AIM OF THE EXERCISE:
Please output exactly the run of lines that starts at the line with "Can you see the square" and ends at the last line of the records below.

DATA RECORDS:
******************************
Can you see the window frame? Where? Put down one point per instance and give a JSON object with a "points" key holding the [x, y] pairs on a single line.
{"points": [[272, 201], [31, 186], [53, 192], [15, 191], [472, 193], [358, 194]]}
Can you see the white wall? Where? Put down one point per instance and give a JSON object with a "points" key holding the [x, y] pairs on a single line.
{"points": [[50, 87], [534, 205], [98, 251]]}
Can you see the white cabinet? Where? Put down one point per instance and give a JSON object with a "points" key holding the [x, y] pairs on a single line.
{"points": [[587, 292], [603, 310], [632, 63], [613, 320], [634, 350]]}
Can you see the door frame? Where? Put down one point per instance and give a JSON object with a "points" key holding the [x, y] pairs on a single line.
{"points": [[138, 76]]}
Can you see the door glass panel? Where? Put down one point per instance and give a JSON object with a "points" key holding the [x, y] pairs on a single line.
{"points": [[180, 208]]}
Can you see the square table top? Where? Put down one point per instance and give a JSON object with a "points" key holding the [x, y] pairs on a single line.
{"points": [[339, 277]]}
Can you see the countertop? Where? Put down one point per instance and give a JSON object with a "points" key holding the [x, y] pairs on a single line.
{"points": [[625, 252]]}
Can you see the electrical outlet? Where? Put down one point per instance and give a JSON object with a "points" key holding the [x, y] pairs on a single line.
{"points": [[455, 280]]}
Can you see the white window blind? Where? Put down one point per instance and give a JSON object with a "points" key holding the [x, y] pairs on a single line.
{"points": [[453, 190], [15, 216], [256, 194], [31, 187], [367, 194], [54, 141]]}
******************************
SOLUTION FOR THIS PROBLEM:
Can you see the square table top? Where? Put down one point per instance and give a JSON object with a "points" key holding the [x, y] pairs on a single line.
{"points": [[339, 277]]}
Can you see the countertop? Where? Put down one point per instance and give a JSON object with a "points" key holding the [x, y] pairs on a single line.
{"points": [[625, 252]]}
Can you see the electrical outlet? Where? Put down one point per instance and give a JSON object with a "points" key holding the [x, y] pairs on a single line.
{"points": [[455, 280]]}
Can you see the white window blind? Where? Put down one point per instance and give a JSON object with a "points" key holding the [x, y] pairs on a single line.
{"points": [[453, 190], [15, 216], [256, 194], [31, 187], [367, 194], [54, 141]]}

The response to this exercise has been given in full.